Data extract ::
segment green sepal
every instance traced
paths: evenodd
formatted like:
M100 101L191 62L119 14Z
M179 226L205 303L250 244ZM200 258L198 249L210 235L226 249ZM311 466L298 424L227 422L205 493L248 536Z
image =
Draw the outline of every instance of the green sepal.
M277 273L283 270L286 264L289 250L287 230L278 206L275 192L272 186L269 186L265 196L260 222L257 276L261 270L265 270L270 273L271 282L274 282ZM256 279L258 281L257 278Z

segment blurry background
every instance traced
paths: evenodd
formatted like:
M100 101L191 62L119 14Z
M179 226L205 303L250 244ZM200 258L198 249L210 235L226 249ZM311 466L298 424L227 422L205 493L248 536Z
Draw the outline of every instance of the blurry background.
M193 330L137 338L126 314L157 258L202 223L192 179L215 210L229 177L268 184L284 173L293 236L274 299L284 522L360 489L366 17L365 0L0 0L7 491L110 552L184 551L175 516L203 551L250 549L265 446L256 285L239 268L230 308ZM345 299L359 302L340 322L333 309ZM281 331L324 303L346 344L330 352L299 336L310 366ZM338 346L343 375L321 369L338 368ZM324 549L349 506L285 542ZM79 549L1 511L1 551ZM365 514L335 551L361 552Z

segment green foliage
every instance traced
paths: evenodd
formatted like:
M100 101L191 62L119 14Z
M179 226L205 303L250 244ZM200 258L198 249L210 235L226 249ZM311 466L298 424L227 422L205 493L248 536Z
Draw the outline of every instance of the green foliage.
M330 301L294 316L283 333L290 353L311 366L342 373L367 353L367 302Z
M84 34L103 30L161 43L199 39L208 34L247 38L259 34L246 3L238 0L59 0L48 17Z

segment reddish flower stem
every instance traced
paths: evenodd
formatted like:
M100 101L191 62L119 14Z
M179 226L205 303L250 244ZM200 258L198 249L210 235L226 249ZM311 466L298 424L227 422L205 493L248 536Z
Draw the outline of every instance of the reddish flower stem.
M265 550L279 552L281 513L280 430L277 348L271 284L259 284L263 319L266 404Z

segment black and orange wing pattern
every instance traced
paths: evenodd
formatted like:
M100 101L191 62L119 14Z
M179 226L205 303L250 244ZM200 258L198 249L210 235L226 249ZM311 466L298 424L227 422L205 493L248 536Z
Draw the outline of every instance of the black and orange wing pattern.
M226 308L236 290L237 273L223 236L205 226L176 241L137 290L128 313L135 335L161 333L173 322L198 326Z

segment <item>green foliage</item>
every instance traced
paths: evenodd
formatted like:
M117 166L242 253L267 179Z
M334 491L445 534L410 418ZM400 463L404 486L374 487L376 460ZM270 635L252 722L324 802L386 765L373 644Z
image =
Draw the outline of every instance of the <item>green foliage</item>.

What is being asked ::
Reproduce all of the rows above verbatim, changing nothing.

Answer below ::
segment green sepal
every instance traced
paths: evenodd
formatted like:
M100 101L191 62L119 14Z
M179 226L205 303L250 244ZM200 258L198 249L210 235L226 249ZM311 466L298 424L227 422L205 493L248 536Z
image =
Draw the outline of every instance of the green sepal.
M277 273L283 270L286 264L289 250L287 230L278 206L275 192L272 186L269 186L265 196L260 222L257 276L261 270L265 270L270 273L271 282L274 282ZM256 279L258 281L257 278Z

segment blurry background
every instance traced
paths: evenodd
formatted like:
M100 101L191 62L119 14Z
M179 226L205 303L250 244ZM200 258L198 249L210 235L226 249ZM311 466L298 424L227 422L205 493L248 536Z
Draw the outline of every instance of the blurry background.
M193 330L137 338L126 314L157 258L202 223L192 179L215 210L229 177L268 184L284 173L293 236L274 299L284 522L360 489L366 17L365 0L0 0L7 491L110 552L184 551L175 516L203 551L250 549L265 446L256 285L239 268L230 308ZM345 299L359 302L340 322L333 309ZM281 331L324 303L346 344L330 352L299 336L310 366ZM338 346L343 375L321 369L338 368ZM324 549L349 506L285 542ZM79 549L1 511L1 551ZM365 514L335 551L361 552Z

segment green foliage
every instance traced
paths: evenodd
formatted like:
M100 101L191 62L119 14Z
M179 226L205 303L250 244ZM200 258L198 249L210 235L226 249ZM311 466L298 424L227 422L205 493L248 536Z
Draw the outline of every instance of the green foliage.
M330 301L294 316L283 333L290 353L311 366L342 373L367 353L367 302Z
M84 34L103 30L161 43L199 39L208 34L247 38L259 34L246 3L238 0L59 0L48 17Z

segment reddish flower stem
every instance traced
paths: evenodd
formatted like:
M100 101L191 62L119 14Z
M179 226L205 303L250 244ZM200 258L198 249L210 235L226 249ZM311 466L298 424L227 422L205 493L248 536Z
Draw the outline of every instance of the reddish flower stem.
M265 550L279 552L281 513L280 430L277 348L271 284L259 284L263 319L266 404Z

segment black and orange wing pattern
every instance traced
paths: evenodd
formatted like:
M100 101L191 62L119 14Z
M179 226L205 303L250 244ZM200 258L198 249L210 235L226 249ZM311 466L298 424L227 422L205 493L248 536Z
Draw the outline of every instance of the black and orange wing pattern.
M226 308L236 290L237 273L223 236L205 226L176 241L137 290L128 313L135 335L161 333L173 322L198 326Z

segment <item>green foliage</item>
every instance traced
paths: evenodd
formatted like:
M117 166L242 253L267 179Z
M334 491L445 534L410 418ZM400 463L404 486L374 487L376 460ZM270 635L252 722L324 802L386 765L373 644Z
image =
Draw the outline of every instance of the <item>green foliage</item>.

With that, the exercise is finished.